The request
Rewrite only the records from the line containing "Where can you spot the rear" through the end of the records, both ends included and requests kept, shifting each coordinate value in the answers up by 136.

==== Extracted data ====

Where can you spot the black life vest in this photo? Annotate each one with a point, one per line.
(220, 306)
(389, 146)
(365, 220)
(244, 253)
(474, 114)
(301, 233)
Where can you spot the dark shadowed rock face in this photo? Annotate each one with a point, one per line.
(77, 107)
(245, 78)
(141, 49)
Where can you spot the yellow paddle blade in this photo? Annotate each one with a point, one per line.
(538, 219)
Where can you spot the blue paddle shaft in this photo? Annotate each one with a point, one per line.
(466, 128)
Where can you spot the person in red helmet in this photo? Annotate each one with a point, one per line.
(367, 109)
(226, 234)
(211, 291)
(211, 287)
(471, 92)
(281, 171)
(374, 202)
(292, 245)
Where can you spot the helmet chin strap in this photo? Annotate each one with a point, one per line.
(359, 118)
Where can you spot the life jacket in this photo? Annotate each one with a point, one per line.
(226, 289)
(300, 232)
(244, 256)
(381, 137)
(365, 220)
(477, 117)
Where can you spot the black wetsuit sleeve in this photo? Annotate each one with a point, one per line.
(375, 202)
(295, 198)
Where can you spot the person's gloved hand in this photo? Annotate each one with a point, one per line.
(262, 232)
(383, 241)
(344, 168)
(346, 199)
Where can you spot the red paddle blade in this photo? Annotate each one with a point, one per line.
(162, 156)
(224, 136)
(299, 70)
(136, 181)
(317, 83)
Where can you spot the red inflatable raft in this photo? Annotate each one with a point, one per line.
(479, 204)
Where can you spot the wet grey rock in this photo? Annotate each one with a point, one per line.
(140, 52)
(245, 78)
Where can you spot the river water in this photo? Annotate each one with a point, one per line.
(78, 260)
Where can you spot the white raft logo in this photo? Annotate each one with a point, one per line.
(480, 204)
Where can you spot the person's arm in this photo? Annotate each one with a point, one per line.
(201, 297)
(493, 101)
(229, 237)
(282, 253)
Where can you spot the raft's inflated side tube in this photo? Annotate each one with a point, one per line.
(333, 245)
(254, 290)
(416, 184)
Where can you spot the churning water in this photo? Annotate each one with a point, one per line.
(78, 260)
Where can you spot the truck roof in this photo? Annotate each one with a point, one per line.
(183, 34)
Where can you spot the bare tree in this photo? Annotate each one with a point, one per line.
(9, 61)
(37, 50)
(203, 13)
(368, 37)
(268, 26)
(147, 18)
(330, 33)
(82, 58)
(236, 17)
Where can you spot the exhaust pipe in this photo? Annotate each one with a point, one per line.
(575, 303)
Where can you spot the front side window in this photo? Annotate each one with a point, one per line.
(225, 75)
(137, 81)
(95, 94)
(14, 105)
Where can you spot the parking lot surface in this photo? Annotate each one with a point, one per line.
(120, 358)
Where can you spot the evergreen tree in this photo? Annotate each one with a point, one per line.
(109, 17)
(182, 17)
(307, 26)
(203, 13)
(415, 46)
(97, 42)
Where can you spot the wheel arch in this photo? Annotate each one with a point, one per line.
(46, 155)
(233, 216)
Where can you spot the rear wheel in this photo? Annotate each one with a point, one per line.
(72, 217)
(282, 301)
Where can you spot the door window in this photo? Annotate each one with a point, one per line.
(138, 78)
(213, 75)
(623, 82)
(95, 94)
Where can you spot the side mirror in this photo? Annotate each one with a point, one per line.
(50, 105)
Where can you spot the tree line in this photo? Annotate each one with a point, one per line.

====

Complete output
Where can you spot the rear wheel in this photo? Annotate each one with a point, one per line.
(208, 353)
(418, 437)
Where can you spot the door window in this photo? Annotate each one with a point, one per line.
(274, 214)
(349, 211)
(759, 218)
(231, 230)
Where can you spot the side mirror in this photo? Annotate each one with a point, one per line.
(186, 241)
Where can you spot the tree line in this photo? Annotate each one with a point, one per line.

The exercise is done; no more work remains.